**Exercise requirements**:
1. Answer these questions using the court opinion:
(a) What sentence did the trial court impose on Colomb?
(b) On what date was Colomb arrested?
(c) Which sentences of the written statement did the court leave unredacted?
2. Reproduce the court opinion word for word from "O P I N I O" to "the trial court.".

--- Passage ---

TENTH COURT OF APPEALS

 

No. 10-99-141-CR

 

ELTON PAUL COLOMB, JR.,

Appellant

v.

 

THE STATE OF TEXAS,

Appellee

 

From the 66th District Court

Hill County, Texas

Trial Court # 30,953

O P I N I O N

A jury found Elton Paul Colomb, Jr. guilty of burglary of a habitation. The trial court sentenced him to 25 years in prison. Colomb argues in a single issue that the trial erred by admitting his written statement because it contained evidence of an extraneous offense and was offered to prove conformity of character in violation of Texas Rules of Evidence 404(b). Because the same facts were in evidence through a witness s testimony, no error can be attributed to the admission of the written statement. We affirm the judgment of the trial court.

Background

On July 26, 1997, the home of Dewey Seagroves was burglarized and a television set was stolen. Colomb was arrested on July 27, 1997 and charged with commission of the offense. He was initially indicted on August 27, 1997, and then re-indicted on August 28, 1997. The subsequent indictment included two enhancement paragraphs regarding final felony convictions. Colomb entered a plea of not guilty to the charge of burglary. He was convicted by a jury and elected to have the Court assess his punishment. He entered a plea of true to each of the two enhancement paragraphs and the Court sentenced him to 25 years in prison.

During the guilt/innocence phase of trial, the State attempted to introduce Colomb s written statement describing the offense in its entirety. He objected to the admission of the entire statement on the grounds that certain parts of the statement, which described other offenses committed the same day as the charged offense, were highly prejudicial and not relevant to the State s case burglary of a habitation. The State argued that the part of the statement concerning the purpose for which the money for the television was received corroborated the rest of Colomb s statement.

The court, after hearing the argument of both parties, sustained Colomb s objection in part and overruled it in part. The court ordered the redaction of all but the first seven sentences and the last sentence of the statement. The seventh sentence of the statement reads as follows:

After I sold the T.V. to Byron I drove to Ann s house (don t know her last name) on Sycamore St. in Hillsboro and baught [sic] a twenty dollar rock of cocaine.

 

Prior to its ruling on the admissibility of the statement, the Court stated that it had performed a balancing test under Rule 403 and it was the Court s opinion that the statement was relevant and could be used by the State to prove any of the other permissible grounds pursuant to Rule 404(b).

--- Dataset records ---

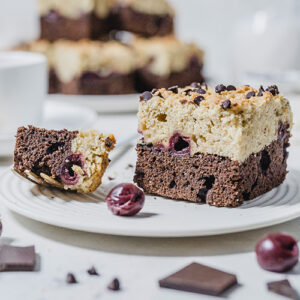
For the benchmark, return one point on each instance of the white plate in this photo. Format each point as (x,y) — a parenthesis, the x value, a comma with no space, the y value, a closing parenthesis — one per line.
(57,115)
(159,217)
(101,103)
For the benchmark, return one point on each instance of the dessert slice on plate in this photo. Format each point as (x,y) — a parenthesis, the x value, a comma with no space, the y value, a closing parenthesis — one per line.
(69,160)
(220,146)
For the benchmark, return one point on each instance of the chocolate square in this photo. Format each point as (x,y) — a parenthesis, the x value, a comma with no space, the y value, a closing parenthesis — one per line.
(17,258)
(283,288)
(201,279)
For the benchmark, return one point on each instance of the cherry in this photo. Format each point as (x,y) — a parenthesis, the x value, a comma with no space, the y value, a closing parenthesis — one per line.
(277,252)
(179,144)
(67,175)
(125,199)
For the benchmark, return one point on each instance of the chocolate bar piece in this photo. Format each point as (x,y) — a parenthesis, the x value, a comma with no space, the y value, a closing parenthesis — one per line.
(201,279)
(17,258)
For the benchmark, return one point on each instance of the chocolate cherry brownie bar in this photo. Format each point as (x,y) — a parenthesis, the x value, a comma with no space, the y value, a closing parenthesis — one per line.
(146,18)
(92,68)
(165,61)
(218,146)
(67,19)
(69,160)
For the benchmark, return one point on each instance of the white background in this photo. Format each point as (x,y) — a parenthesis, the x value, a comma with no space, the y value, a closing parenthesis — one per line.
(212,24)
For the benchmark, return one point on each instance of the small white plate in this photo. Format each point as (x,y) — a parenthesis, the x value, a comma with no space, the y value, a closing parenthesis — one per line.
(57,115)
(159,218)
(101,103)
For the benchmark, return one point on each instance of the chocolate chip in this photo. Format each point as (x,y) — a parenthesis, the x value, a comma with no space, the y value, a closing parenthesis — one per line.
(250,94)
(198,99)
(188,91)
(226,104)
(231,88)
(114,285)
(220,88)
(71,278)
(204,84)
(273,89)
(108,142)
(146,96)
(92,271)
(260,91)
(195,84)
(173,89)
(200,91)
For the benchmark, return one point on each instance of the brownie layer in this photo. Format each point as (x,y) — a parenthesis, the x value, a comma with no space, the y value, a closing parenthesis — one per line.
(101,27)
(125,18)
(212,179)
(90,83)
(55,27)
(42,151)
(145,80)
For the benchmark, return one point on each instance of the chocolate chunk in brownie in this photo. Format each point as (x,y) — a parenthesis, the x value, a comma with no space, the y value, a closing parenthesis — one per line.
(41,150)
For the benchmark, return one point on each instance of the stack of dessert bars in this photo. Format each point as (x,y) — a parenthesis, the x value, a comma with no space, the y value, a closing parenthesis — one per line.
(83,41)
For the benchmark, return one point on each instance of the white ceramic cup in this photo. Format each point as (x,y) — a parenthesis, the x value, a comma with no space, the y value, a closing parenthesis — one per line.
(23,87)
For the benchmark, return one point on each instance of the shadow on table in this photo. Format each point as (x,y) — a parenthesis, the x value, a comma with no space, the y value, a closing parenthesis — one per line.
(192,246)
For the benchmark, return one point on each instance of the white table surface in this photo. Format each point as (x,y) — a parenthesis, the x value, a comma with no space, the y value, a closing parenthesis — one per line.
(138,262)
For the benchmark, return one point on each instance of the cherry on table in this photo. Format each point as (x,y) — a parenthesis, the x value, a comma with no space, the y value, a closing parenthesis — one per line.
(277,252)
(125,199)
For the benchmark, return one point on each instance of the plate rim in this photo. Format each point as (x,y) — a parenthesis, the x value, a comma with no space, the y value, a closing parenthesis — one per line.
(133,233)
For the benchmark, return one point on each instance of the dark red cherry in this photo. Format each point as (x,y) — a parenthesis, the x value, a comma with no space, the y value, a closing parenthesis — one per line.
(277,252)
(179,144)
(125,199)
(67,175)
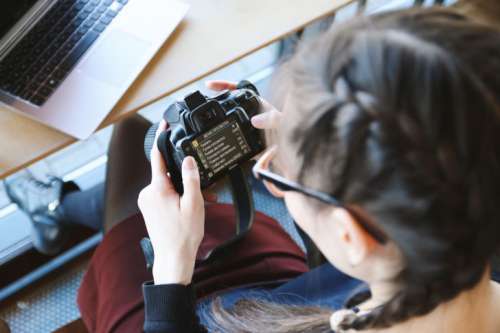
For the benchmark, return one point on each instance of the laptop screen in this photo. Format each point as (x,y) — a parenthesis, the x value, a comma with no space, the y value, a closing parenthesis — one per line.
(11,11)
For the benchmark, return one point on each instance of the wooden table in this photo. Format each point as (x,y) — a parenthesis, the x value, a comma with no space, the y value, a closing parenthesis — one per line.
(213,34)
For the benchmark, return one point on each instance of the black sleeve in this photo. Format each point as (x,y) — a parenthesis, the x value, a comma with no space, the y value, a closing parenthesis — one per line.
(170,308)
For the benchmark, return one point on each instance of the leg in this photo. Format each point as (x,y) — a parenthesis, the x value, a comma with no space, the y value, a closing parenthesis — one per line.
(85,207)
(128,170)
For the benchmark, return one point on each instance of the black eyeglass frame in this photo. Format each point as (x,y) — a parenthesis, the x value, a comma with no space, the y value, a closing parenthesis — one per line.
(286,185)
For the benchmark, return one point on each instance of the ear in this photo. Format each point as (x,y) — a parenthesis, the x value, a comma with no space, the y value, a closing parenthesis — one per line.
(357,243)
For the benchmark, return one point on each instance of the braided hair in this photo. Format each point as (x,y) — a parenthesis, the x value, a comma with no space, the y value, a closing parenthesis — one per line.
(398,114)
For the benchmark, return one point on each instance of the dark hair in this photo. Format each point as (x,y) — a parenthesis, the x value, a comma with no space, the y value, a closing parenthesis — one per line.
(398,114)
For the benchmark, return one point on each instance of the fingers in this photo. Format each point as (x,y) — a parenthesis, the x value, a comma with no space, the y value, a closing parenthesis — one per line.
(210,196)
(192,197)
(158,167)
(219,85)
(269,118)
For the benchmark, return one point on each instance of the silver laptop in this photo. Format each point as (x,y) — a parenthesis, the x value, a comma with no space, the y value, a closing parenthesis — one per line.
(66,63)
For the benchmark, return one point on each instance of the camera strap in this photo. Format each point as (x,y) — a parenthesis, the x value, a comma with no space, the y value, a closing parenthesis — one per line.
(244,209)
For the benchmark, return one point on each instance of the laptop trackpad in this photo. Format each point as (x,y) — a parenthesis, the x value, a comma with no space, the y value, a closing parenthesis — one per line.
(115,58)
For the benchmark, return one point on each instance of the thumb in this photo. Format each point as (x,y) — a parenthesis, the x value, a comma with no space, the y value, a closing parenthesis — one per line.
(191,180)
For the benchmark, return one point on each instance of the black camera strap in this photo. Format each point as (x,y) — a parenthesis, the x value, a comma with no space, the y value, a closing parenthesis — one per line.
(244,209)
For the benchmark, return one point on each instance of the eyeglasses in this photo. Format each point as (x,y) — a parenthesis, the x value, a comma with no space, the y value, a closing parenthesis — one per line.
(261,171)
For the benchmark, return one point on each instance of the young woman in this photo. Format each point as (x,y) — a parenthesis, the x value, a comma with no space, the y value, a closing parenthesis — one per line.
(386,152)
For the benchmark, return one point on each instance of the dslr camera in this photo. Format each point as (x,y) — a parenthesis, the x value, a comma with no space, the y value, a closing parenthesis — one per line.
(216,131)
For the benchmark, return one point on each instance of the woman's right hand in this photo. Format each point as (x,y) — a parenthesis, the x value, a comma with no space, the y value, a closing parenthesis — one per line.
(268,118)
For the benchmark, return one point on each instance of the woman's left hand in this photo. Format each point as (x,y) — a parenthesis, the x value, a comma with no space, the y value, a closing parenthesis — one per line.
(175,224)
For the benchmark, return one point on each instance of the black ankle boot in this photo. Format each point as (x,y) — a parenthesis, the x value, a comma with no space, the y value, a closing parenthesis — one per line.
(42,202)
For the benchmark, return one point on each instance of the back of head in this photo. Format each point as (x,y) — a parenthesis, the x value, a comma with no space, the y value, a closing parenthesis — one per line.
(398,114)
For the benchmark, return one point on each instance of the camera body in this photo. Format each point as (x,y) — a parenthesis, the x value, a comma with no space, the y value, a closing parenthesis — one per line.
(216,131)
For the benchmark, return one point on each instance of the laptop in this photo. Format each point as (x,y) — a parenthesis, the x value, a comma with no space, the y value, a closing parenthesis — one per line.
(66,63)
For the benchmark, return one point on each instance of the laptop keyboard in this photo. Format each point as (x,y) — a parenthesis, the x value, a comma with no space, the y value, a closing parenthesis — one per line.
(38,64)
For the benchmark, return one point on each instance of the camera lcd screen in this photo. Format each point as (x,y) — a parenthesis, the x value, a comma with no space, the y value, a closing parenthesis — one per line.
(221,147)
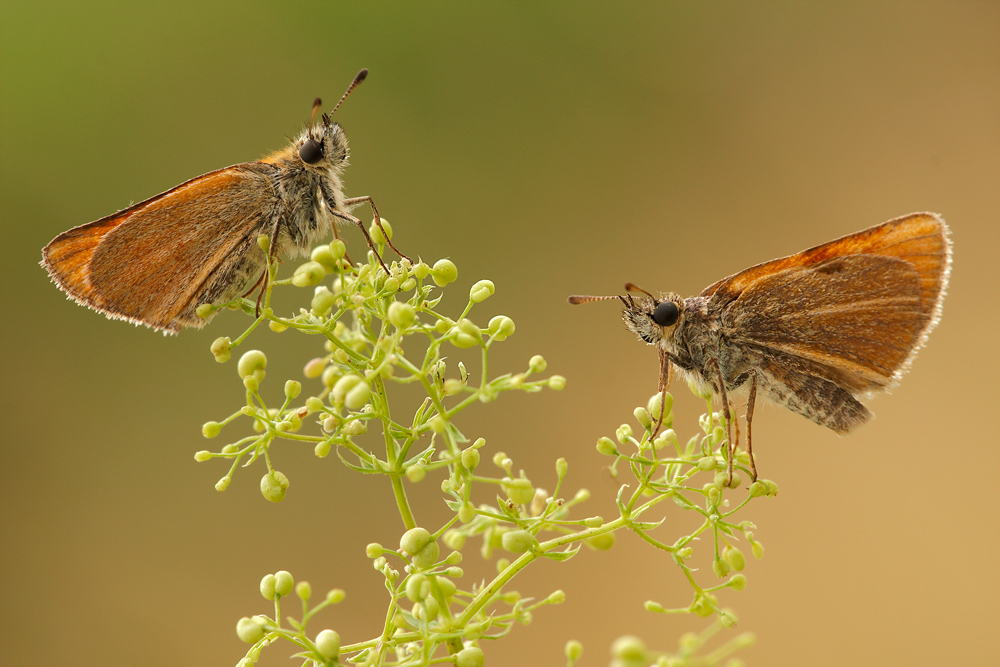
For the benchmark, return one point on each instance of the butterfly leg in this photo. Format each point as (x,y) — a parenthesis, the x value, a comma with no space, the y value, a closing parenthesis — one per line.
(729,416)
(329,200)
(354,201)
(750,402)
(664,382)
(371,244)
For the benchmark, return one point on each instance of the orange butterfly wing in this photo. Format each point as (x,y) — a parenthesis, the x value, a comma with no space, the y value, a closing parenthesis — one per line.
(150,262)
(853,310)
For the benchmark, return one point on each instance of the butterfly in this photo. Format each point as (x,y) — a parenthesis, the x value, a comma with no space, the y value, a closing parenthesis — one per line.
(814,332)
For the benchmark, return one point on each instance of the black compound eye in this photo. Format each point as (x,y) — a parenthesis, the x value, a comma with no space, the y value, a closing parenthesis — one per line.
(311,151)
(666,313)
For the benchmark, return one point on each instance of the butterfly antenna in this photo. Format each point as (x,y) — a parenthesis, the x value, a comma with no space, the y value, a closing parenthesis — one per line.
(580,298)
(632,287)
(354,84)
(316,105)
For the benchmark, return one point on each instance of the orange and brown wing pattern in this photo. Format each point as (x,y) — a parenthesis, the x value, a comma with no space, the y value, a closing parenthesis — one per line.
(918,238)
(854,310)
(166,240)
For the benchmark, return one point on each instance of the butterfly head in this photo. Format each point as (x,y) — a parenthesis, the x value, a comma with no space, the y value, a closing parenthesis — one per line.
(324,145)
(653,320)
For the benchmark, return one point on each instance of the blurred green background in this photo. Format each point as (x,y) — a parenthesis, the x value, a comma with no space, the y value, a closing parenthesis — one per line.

---
--- Dataset records ---

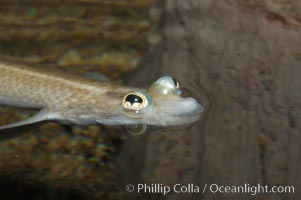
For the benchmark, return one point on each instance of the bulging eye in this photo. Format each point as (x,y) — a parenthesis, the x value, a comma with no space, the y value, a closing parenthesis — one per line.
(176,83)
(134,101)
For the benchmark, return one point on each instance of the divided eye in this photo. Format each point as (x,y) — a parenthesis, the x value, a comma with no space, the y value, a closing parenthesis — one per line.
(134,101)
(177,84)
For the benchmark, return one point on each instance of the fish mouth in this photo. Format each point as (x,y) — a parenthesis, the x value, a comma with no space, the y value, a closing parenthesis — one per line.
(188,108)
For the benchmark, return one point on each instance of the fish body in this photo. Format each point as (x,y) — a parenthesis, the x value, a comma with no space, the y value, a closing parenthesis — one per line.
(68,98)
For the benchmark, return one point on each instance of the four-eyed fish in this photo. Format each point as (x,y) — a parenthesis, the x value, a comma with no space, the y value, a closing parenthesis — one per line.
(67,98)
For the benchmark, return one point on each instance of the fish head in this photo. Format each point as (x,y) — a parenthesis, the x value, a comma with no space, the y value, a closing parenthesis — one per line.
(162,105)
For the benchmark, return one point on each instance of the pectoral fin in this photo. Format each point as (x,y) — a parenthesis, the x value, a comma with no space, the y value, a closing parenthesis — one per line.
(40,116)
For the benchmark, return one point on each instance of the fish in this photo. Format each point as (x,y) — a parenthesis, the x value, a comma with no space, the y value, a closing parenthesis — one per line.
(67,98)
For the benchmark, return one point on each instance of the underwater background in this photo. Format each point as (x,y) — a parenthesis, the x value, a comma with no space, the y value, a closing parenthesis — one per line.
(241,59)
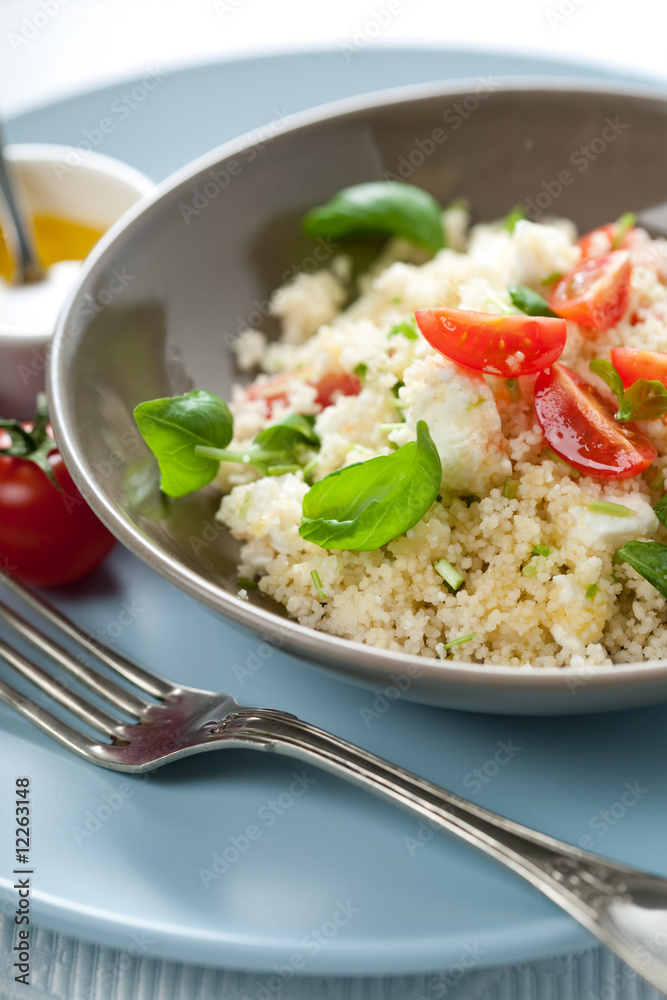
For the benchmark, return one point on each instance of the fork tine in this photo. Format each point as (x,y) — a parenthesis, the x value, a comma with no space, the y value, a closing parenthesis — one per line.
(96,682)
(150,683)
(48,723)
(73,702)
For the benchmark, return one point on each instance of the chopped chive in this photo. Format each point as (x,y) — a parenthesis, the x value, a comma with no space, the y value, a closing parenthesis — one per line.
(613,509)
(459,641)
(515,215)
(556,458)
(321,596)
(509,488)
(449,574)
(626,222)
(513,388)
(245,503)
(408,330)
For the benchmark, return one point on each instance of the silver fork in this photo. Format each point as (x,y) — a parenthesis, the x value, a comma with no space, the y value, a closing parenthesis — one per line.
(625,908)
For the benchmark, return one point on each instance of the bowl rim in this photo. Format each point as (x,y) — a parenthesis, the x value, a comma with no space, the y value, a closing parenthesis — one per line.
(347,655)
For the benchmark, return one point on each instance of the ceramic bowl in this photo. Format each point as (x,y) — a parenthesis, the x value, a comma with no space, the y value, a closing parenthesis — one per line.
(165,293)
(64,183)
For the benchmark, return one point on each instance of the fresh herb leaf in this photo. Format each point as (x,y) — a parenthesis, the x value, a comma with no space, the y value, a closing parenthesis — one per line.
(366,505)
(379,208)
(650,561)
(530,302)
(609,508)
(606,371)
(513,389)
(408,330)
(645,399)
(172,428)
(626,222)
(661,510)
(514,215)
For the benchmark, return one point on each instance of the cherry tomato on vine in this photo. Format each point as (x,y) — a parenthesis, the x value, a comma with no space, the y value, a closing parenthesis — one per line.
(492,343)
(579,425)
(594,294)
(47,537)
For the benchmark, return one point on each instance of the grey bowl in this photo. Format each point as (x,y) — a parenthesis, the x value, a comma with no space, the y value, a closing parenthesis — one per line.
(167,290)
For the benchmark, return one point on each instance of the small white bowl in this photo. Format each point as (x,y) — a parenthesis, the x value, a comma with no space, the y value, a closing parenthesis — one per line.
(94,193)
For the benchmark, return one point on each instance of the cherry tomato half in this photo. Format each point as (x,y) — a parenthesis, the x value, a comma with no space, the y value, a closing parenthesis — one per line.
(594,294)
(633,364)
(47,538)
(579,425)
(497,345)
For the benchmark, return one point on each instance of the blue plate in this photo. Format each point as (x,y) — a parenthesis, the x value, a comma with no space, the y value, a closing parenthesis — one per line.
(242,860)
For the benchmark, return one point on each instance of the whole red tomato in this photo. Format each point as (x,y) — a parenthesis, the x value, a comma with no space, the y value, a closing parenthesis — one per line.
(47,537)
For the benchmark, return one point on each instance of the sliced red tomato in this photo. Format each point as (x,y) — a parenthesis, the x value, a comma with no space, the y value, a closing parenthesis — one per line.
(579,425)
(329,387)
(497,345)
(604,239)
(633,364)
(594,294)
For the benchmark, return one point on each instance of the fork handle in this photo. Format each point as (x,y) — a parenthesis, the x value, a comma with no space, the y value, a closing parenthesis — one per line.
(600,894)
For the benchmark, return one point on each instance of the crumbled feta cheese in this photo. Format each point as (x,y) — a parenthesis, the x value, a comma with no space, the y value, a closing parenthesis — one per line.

---
--- Dataset records ---

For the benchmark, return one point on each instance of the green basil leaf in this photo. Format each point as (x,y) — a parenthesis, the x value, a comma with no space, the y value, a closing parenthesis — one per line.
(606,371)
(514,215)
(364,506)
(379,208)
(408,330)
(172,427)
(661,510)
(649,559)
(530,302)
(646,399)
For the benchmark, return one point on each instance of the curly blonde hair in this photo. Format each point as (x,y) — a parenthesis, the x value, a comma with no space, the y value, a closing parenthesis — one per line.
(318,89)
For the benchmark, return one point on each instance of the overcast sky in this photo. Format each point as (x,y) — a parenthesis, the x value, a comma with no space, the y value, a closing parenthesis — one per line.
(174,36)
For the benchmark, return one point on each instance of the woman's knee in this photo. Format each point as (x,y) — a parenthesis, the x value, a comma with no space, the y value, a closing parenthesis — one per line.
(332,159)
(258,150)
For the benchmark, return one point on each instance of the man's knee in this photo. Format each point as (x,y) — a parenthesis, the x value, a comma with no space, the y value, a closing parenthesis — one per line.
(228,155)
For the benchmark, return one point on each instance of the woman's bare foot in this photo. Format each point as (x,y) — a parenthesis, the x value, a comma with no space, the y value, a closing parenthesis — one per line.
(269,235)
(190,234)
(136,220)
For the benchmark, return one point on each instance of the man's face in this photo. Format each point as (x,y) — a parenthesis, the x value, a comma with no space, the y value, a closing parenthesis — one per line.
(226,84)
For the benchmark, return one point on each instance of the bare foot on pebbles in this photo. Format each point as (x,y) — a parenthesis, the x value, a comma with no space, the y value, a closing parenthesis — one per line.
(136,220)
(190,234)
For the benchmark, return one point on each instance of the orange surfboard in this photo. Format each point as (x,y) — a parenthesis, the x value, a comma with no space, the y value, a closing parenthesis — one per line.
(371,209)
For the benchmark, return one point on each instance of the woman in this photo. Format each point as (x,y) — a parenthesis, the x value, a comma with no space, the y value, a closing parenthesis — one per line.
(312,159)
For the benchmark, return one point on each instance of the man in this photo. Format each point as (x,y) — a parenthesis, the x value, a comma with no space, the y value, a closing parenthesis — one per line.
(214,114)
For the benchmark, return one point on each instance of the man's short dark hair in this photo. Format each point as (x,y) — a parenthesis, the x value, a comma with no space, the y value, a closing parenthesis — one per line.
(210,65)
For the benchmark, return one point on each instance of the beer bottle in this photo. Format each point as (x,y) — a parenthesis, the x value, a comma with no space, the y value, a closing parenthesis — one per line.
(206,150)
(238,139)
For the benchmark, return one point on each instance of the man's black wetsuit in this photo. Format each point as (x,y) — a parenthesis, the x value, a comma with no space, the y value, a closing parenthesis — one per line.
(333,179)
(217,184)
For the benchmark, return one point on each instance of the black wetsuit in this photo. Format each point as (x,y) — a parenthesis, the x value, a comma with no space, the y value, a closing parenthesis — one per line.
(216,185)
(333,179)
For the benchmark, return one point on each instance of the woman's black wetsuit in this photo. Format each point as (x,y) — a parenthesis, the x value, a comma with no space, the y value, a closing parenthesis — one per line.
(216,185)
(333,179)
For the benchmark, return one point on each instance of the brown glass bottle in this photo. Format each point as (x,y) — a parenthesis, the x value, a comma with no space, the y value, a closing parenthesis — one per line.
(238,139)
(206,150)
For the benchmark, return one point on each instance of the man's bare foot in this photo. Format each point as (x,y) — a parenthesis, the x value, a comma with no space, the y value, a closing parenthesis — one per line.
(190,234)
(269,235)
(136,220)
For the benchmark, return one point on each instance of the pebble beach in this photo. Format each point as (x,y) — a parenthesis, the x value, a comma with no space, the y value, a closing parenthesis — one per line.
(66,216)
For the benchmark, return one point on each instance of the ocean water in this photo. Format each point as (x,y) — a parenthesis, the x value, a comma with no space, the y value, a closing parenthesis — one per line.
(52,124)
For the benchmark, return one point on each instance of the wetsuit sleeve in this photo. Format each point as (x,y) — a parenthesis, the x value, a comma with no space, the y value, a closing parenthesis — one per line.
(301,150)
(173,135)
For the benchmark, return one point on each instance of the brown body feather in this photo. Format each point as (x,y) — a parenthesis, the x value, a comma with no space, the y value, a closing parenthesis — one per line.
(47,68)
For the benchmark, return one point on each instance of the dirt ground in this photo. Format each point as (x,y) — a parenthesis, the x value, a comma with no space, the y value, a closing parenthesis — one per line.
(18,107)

---

**Answers to the problems**:
1.
(a) 25 years in prison.
(b) July 27, 1997.
(c) The first seven sentences and the last sentence.

2.
O P I N I O N

A jury found Elton Paul Colomb, Jr. guilty of burglary of a habitation. The trial court sentenced him to 25 years in prison. Colomb argues in a single issue that the trial erred by admitting his written statement because it contained evidence of an extraneous offense and was offered to prove conformity of character in violation of Texas Rules of Evidence 404(b). Because the same facts were in evidence through a witness s testimony, no error can be attributed to the admission of the written statement. We affirm the judgment of the trial court.